任务要求 ->
• 1. 把网页摘录里从“与 SOTA 策略比较，GL-Cache”一直到“predicted request time.”的这段原样照抄下来。
• 2. 按网页摘录的说法，LRB 跟 LRU 比慢了多少倍？
• 3. 网页摘录的摘要部分说近年提出了几种学习缓存，请把它们全部列出来。

网页摘录 ->
Abstract

Web 应用程序严重依赖软件缓存从而实现低延迟和高带宽。为适应工作负载的变化，近年提出了三种学习缓存（学习驱逐）：object-level learning，learning-from-distribution 和 learning-from-simple-experts。但是，这三种方法要么粒度太细（object-level），计算和存储开销比较大，要么就像其它两种一样粒度太粗，无法捕捉对象之间的差异而留下较大的效率提升空间。

本文提出将相似对象集群到同一组并以组为单位执行学习和驱逐，Learning at the group level accumulates more signals for learning, leverages more features with adaptive weights, and amortizes overheads over objects, thereby achieving both high efficiency and high throughput.

与 SOTA 策略比较，GL-Cache 实现了高带宽和高命中率。

Introduction

Large-scale cache deployments enable the success of today’s Internet.
The main driving force of cache deployments is the cache’s ability to serve data with high throughput and low latency. Retrieving data from a cache is thousands of times faster than retrieving it from the backend.
- 但是缓存总是部署在价格昂贵、容量有限的介质中，缓存容量通常比数据集大小小得多，因此决定哪些数据存储在缓存中格外重要。
- 高效缓存能够存储更有用得数据从而无需请求后端数据系统就能服务更多的请求。缓存有效性通常被命中率衡量。
- 当缓存满时，需要使用驱逐算法决定哪些数据被保存，哪些数据被驱逐。因此，驱逐策略对于缓存效率非常重要。
这些年许多驱逐算法利用不同的对象特征做驱逐决策。比如一些 LRU 的变体使用新近度的不同角度选择驱逐对象；频率+新近度；频率+对象大小；
- 不同特征对于不同的工作负载具有不同程度的重要性，因此只是使用特定方式组合一个或者两个对象特征通常也就只能在一些工作负载中实现高效率。
- learned caches: employed machine learning to improve cache evictions.
将 learned caches 分为三类
- object-level learning（LRB）：learns the next access time for each object using dozens of object features and evicts the object with the furthest predicted request time.
  - Advantage：leverages more object features, learns the relative feature importance, and performs fine-grained learning on each cached object, it has the highest potential for achieving high efficiency.
  - Disadvantage：predicting and ranking objects at each eviction incurs significant computation and storage overheads as we observe LRB suffers from a 775× slow down compared to LRU.
- learning-from-distribution（LHD）：models request probability distributions to inform eviction decisions. For example, LHD measures object hit density using age and size, and evicts the object with the lowest hit density.
  - Advantage：a lower computation and storage overhead because it models request probability using fewer features at a coarser granularity.
  - Disadvantage：still has a lower throughput compared to simple heuristics (e.g., LRU) because it has to randomly sample and compare many objects at each eviction. Moreover, the existing design (e.g., LHD [7]) does not leverage object features other than age and size, limiting its potential for high efficiency.

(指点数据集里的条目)
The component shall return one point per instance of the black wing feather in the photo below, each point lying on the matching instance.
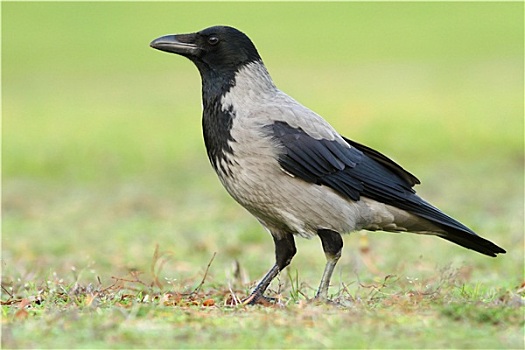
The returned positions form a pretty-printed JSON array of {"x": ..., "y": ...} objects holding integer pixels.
[{"x": 355, "y": 170}]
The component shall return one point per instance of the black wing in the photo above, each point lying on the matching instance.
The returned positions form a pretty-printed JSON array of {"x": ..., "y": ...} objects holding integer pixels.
[{"x": 361, "y": 171}]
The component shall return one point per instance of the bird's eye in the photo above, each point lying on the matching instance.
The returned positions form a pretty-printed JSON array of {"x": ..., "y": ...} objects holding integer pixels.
[{"x": 213, "y": 40}]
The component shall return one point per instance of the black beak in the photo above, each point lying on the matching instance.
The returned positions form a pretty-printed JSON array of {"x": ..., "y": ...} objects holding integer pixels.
[{"x": 183, "y": 44}]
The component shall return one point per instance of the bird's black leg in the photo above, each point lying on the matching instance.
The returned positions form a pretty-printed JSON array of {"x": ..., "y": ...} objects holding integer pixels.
[
  {"x": 284, "y": 252},
  {"x": 332, "y": 246}
]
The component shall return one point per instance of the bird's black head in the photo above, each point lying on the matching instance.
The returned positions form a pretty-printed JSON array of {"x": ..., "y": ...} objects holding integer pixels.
[{"x": 218, "y": 48}]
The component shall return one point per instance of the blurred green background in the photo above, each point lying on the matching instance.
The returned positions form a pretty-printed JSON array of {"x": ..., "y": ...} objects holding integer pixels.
[{"x": 103, "y": 155}]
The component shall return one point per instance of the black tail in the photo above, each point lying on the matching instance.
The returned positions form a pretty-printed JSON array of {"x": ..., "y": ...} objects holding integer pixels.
[{"x": 454, "y": 231}]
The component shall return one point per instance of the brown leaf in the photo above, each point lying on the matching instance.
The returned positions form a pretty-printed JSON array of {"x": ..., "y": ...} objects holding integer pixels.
[{"x": 208, "y": 302}]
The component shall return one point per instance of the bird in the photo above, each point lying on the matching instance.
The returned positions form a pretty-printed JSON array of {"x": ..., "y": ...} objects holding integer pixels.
[{"x": 291, "y": 169}]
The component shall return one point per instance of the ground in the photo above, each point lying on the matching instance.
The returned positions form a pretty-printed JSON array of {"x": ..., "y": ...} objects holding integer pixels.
[{"x": 116, "y": 233}]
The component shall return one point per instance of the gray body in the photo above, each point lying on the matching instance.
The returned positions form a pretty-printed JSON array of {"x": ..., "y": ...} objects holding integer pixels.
[
  {"x": 289, "y": 168},
  {"x": 280, "y": 201}
]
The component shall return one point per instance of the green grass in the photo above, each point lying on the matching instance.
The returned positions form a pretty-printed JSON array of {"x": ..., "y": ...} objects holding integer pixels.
[{"x": 103, "y": 161}]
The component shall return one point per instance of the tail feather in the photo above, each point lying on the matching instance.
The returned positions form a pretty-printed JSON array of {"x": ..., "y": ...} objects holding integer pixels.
[{"x": 453, "y": 230}]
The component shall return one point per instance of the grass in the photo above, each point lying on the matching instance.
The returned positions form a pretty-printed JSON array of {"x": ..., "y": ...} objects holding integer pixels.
[{"x": 116, "y": 233}]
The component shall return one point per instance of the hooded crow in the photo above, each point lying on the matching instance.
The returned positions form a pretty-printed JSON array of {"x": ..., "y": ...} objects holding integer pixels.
[{"x": 289, "y": 168}]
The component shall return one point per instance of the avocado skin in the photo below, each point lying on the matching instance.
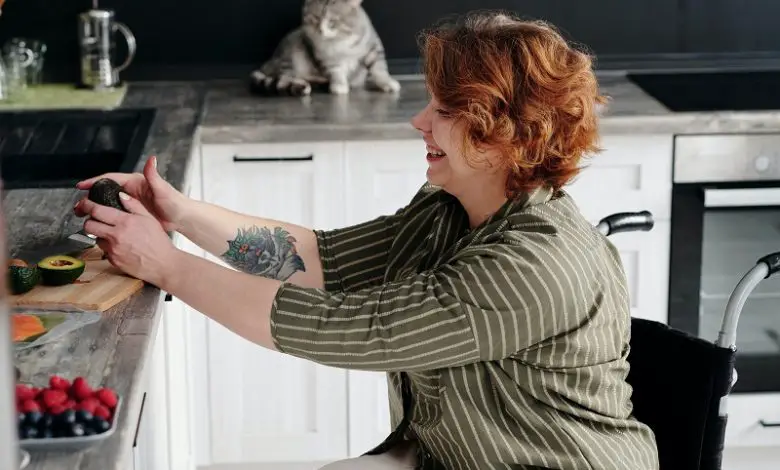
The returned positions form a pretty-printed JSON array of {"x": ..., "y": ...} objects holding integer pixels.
[
  {"x": 53, "y": 275},
  {"x": 105, "y": 191},
  {"x": 22, "y": 279}
]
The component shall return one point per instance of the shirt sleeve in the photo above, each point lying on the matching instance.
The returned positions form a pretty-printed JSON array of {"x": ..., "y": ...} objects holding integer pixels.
[
  {"x": 356, "y": 257},
  {"x": 488, "y": 304}
]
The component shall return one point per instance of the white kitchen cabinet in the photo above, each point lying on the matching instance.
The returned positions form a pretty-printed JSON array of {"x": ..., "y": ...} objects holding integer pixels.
[
  {"x": 381, "y": 177},
  {"x": 634, "y": 173},
  {"x": 265, "y": 406}
]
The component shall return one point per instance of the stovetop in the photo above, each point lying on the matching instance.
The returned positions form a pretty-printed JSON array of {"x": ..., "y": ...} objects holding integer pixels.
[
  {"x": 713, "y": 91},
  {"x": 58, "y": 148}
]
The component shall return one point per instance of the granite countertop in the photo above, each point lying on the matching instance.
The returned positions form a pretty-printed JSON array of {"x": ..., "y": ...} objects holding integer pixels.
[
  {"x": 113, "y": 351},
  {"x": 232, "y": 115}
]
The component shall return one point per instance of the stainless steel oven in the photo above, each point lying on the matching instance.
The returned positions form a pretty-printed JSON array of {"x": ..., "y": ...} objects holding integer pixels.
[{"x": 725, "y": 216}]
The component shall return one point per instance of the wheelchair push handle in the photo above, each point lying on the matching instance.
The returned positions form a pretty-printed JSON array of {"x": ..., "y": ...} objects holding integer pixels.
[
  {"x": 765, "y": 267},
  {"x": 772, "y": 262},
  {"x": 626, "y": 222}
]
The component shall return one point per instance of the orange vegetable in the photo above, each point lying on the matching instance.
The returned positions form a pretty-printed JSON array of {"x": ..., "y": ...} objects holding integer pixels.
[{"x": 26, "y": 326}]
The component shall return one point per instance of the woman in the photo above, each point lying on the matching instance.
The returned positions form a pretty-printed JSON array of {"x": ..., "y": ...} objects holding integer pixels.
[{"x": 500, "y": 315}]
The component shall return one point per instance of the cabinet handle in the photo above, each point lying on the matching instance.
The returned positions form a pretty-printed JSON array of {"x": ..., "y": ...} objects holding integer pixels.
[
  {"x": 140, "y": 417},
  {"x": 305, "y": 158}
]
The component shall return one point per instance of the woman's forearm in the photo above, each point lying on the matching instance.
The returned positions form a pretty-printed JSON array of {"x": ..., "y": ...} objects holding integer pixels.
[
  {"x": 240, "y": 302},
  {"x": 261, "y": 247}
]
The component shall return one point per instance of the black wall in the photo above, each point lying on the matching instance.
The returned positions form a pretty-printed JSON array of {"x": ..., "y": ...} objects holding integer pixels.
[{"x": 180, "y": 38}]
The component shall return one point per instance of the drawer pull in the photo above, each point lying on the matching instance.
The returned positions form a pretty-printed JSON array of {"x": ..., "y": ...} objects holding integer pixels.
[
  {"x": 138, "y": 425},
  {"x": 305, "y": 158}
]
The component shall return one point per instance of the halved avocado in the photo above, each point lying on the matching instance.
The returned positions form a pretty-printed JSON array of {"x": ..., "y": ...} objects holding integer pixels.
[
  {"x": 59, "y": 270},
  {"x": 21, "y": 276}
]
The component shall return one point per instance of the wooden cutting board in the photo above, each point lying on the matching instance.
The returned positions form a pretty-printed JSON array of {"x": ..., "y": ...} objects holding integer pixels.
[{"x": 99, "y": 288}]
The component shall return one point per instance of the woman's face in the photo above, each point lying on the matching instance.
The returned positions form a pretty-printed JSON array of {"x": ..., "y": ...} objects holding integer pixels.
[{"x": 447, "y": 166}]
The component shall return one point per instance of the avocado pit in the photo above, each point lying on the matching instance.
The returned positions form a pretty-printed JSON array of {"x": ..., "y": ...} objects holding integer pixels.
[
  {"x": 105, "y": 192},
  {"x": 59, "y": 270}
]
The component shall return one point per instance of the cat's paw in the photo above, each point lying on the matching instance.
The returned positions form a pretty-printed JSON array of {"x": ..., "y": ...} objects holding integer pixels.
[
  {"x": 387, "y": 85},
  {"x": 339, "y": 88}
]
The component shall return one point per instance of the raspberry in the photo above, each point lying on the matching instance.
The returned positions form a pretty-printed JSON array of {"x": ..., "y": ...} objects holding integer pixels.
[
  {"x": 89, "y": 404},
  {"x": 29, "y": 406},
  {"x": 102, "y": 412},
  {"x": 59, "y": 383},
  {"x": 24, "y": 393},
  {"x": 107, "y": 397},
  {"x": 80, "y": 389},
  {"x": 51, "y": 398}
]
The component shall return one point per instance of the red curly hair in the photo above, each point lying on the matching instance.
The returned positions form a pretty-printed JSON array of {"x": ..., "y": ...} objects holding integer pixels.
[{"x": 518, "y": 87}]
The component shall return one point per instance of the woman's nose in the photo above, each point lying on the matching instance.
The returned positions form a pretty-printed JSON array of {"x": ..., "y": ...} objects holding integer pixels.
[{"x": 421, "y": 121}]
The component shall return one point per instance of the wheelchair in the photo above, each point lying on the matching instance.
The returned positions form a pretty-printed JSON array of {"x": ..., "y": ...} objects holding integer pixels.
[{"x": 686, "y": 407}]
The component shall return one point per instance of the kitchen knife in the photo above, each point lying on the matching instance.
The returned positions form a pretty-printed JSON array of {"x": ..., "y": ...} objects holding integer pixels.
[{"x": 73, "y": 245}]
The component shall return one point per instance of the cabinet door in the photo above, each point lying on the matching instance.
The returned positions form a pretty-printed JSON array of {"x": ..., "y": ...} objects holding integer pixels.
[
  {"x": 381, "y": 177},
  {"x": 266, "y": 406},
  {"x": 633, "y": 173},
  {"x": 645, "y": 257}
]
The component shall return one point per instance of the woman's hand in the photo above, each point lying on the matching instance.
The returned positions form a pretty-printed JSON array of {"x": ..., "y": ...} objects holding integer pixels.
[
  {"x": 159, "y": 198},
  {"x": 134, "y": 242}
]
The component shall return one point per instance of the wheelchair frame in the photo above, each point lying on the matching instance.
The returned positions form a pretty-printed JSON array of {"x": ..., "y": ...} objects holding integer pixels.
[{"x": 765, "y": 267}]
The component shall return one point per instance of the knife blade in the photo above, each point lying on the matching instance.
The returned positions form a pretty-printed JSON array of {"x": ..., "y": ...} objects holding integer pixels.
[{"x": 73, "y": 245}]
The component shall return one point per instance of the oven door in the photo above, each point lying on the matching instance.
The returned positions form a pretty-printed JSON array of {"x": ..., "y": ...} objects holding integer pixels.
[{"x": 718, "y": 233}]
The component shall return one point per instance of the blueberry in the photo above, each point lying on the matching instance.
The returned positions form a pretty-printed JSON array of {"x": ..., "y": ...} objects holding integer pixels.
[
  {"x": 27, "y": 432},
  {"x": 46, "y": 422},
  {"x": 100, "y": 425},
  {"x": 83, "y": 416},
  {"x": 76, "y": 430},
  {"x": 66, "y": 418}
]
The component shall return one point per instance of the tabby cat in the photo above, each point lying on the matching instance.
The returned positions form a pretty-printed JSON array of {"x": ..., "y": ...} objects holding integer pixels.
[{"x": 336, "y": 46}]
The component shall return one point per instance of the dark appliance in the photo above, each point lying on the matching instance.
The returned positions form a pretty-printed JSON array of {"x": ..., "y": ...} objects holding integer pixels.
[
  {"x": 725, "y": 216},
  {"x": 712, "y": 91},
  {"x": 58, "y": 148}
]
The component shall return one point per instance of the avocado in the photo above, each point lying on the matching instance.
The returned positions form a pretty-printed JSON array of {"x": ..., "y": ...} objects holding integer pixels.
[
  {"x": 105, "y": 191},
  {"x": 59, "y": 270},
  {"x": 22, "y": 277}
]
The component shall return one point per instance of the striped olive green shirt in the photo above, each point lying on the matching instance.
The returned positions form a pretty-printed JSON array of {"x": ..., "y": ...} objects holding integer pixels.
[{"x": 514, "y": 335}]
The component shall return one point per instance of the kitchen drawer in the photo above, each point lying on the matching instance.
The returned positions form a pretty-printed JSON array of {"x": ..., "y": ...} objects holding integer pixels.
[
  {"x": 630, "y": 174},
  {"x": 754, "y": 420}
]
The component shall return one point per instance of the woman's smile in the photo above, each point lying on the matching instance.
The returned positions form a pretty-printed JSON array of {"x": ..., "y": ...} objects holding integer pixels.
[{"x": 434, "y": 153}]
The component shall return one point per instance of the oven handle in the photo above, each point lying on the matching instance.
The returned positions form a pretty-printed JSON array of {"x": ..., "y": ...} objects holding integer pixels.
[{"x": 626, "y": 222}]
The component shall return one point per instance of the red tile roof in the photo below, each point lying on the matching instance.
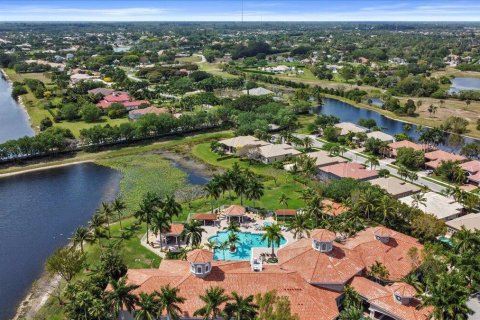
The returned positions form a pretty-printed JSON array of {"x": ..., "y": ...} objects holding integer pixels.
[
  {"x": 205, "y": 216},
  {"x": 234, "y": 210},
  {"x": 383, "y": 299},
  {"x": 349, "y": 170},
  {"x": 472, "y": 166},
  {"x": 307, "y": 301},
  {"x": 393, "y": 254},
  {"x": 323, "y": 235},
  {"x": 335, "y": 267},
  {"x": 199, "y": 256}
]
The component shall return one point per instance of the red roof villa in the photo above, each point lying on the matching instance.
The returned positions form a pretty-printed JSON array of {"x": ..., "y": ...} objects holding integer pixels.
[
  {"x": 311, "y": 273},
  {"x": 123, "y": 98}
]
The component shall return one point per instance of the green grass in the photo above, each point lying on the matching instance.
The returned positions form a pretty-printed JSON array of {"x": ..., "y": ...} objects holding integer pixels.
[{"x": 276, "y": 181}]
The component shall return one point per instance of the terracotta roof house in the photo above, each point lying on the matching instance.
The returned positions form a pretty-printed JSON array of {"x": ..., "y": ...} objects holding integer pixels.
[
  {"x": 102, "y": 91},
  {"x": 396, "y": 187},
  {"x": 434, "y": 158},
  {"x": 194, "y": 276},
  {"x": 321, "y": 261},
  {"x": 470, "y": 221},
  {"x": 346, "y": 127},
  {"x": 138, "y": 113},
  {"x": 394, "y": 146},
  {"x": 333, "y": 208},
  {"x": 442, "y": 207},
  {"x": 382, "y": 136},
  {"x": 352, "y": 170},
  {"x": 386, "y": 246},
  {"x": 276, "y": 152},
  {"x": 231, "y": 145},
  {"x": 123, "y": 98},
  {"x": 323, "y": 158},
  {"x": 396, "y": 301}
]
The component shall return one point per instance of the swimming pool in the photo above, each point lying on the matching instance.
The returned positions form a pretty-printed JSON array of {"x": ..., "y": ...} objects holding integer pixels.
[{"x": 247, "y": 241}]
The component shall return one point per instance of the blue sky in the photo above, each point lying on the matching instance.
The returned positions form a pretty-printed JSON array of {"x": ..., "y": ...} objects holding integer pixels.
[{"x": 230, "y": 10}]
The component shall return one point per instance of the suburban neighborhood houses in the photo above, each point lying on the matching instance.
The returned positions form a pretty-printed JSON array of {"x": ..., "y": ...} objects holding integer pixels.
[{"x": 239, "y": 170}]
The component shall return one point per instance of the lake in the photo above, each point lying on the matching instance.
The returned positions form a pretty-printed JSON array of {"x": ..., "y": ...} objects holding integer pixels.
[
  {"x": 464, "y": 83},
  {"x": 38, "y": 213},
  {"x": 14, "y": 121},
  {"x": 349, "y": 113}
]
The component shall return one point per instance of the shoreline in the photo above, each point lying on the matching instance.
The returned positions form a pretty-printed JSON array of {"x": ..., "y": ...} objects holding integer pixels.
[{"x": 47, "y": 167}]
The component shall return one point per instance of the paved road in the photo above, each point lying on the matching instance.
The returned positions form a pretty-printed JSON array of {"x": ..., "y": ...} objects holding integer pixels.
[{"x": 384, "y": 164}]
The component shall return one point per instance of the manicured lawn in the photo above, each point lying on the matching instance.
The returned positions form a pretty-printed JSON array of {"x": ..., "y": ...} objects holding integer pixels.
[{"x": 276, "y": 181}]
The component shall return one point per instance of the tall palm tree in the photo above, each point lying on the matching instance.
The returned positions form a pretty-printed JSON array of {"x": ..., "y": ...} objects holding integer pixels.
[
  {"x": 118, "y": 205},
  {"x": 241, "y": 308},
  {"x": 213, "y": 298},
  {"x": 283, "y": 200},
  {"x": 273, "y": 235},
  {"x": 149, "y": 307},
  {"x": 192, "y": 233},
  {"x": 254, "y": 190},
  {"x": 81, "y": 235},
  {"x": 170, "y": 301},
  {"x": 213, "y": 191},
  {"x": 161, "y": 222},
  {"x": 300, "y": 226},
  {"x": 121, "y": 297},
  {"x": 448, "y": 295},
  {"x": 171, "y": 207},
  {"x": 106, "y": 210}
]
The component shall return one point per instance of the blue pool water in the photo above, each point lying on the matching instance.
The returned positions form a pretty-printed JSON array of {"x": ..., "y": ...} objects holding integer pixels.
[{"x": 244, "y": 246}]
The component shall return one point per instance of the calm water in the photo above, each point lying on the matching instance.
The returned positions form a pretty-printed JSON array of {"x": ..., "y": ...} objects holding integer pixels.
[
  {"x": 349, "y": 113},
  {"x": 14, "y": 122},
  {"x": 247, "y": 241},
  {"x": 193, "y": 177},
  {"x": 38, "y": 213},
  {"x": 460, "y": 84}
]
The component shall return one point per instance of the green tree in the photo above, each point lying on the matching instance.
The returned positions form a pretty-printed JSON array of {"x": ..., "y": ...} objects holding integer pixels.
[
  {"x": 273, "y": 235},
  {"x": 213, "y": 299}
]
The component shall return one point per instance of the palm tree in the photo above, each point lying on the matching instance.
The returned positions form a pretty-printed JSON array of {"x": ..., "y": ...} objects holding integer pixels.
[
  {"x": 448, "y": 295},
  {"x": 81, "y": 235},
  {"x": 96, "y": 225},
  {"x": 241, "y": 308},
  {"x": 171, "y": 207},
  {"x": 118, "y": 205},
  {"x": 373, "y": 161},
  {"x": 213, "y": 298},
  {"x": 418, "y": 199},
  {"x": 299, "y": 226},
  {"x": 283, "y": 200},
  {"x": 160, "y": 223},
  {"x": 121, "y": 297},
  {"x": 106, "y": 210},
  {"x": 307, "y": 143},
  {"x": 149, "y": 307},
  {"x": 169, "y": 300},
  {"x": 254, "y": 190},
  {"x": 192, "y": 233},
  {"x": 273, "y": 235},
  {"x": 386, "y": 207}
]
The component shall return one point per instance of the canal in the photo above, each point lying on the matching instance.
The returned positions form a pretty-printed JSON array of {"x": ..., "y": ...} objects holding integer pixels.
[
  {"x": 349, "y": 113},
  {"x": 14, "y": 122},
  {"x": 38, "y": 213}
]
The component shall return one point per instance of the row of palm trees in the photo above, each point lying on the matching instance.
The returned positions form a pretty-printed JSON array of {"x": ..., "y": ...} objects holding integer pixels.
[
  {"x": 167, "y": 301},
  {"x": 244, "y": 182}
]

逐项回答 ->
• 1.
与 SOTA 策略比较，GL-Cache 实现了高带宽和高命中率。

Introduction

Large-scale cache deployments enable the success of today’s Internet.
The main driving force of cache deployments is the cache’s ability to serve data with high throughput and low latency. Retrieving data from a cache is thousands of times faster than retrieving it from the backend.
- 但是缓存总是部署在价格昂贵、容量有限的介质中，缓存容量通常比数据集大小小得多，因此决定哪些数据存储在缓存中格外重要。
- 高效缓存能够存储更有用得数据从而无需请求后端数据系统就能服务更多的请求。缓存有效性通常被命中率衡量。
- 当缓存满时，需要使用驱逐算法决定哪些数据被保存，哪些数据被驱逐。因此，驱逐策略对于缓存效率非常重要。
这些年许多驱逐算法利用不同的对象特征做驱逐决策。比如一些 LRU 的变体使用新近度的不同角度选择驱逐对象；频率+新近度；频率+对象大小；
- 不同特征对于不同的工作负载具有不同程度的重要性，因此只是使用特定方式组合一个或者两个对象特征通常也就只能在一些工作负载中实现高效率。
- learned caches: employed machine learning to improve cache evictions.
将 learned caches 分为三类
- object-level learning（LRB）：learns the next access time for each object using dozens of object features and evicts the object with the furthest predicted request time.

• 2. 慢了 775 倍。

• 3. object-level learning、learning-from-distribution、learning-from-simple-experts